* _GOAL OF THE EXERCISE_
After finding the line that includes "# mark one dot per instance, written like column 1121, row" in the records below, transcribe it and each line after it through the last, exactly, and add nothing.
:::
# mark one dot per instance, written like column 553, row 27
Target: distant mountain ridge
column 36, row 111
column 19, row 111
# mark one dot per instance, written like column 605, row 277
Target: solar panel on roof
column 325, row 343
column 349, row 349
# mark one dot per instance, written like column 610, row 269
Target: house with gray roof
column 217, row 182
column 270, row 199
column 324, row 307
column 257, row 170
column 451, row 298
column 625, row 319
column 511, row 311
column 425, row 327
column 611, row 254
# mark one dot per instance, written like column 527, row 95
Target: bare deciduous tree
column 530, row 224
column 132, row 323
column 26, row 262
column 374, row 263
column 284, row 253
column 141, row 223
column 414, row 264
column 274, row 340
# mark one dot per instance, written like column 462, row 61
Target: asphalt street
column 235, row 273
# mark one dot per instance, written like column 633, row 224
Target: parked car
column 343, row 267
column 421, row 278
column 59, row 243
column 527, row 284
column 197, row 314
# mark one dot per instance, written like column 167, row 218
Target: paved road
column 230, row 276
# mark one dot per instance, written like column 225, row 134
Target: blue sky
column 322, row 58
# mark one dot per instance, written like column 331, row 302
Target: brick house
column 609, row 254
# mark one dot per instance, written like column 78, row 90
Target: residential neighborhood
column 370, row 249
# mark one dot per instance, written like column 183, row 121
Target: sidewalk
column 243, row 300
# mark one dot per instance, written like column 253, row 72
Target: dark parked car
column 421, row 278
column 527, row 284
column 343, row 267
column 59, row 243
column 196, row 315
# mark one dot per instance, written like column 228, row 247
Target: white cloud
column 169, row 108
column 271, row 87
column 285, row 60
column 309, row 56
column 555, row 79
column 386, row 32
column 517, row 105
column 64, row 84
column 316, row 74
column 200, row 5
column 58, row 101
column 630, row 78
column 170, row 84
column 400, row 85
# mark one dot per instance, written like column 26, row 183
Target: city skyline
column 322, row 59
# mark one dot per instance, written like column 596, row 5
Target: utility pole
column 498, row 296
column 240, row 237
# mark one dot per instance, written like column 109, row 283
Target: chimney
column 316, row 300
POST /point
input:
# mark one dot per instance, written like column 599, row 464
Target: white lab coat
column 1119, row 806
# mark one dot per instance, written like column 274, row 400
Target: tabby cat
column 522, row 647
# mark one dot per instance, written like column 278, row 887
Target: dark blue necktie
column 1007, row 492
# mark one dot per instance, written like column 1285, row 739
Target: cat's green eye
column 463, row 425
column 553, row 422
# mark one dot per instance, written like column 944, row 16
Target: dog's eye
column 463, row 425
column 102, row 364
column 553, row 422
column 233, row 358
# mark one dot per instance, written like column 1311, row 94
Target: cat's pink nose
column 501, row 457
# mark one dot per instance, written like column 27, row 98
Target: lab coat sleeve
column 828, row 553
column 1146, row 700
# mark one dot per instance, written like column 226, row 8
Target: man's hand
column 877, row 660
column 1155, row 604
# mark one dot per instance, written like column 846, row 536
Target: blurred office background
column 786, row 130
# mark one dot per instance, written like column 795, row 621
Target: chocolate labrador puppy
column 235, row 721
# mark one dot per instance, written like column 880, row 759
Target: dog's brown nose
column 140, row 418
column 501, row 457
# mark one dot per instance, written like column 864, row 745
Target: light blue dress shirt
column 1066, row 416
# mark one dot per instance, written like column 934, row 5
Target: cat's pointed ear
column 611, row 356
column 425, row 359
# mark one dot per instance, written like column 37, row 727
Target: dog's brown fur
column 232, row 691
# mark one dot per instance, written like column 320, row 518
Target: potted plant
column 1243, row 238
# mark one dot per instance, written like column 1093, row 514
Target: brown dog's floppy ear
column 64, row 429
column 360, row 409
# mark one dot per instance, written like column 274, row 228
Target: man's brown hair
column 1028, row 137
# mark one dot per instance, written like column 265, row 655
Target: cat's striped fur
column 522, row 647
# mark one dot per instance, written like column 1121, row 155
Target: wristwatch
:::
* _ANSWER FOR THIS EXERCISE_
# mark one dot per instance, written like column 1121, row 155
Target: wristwatch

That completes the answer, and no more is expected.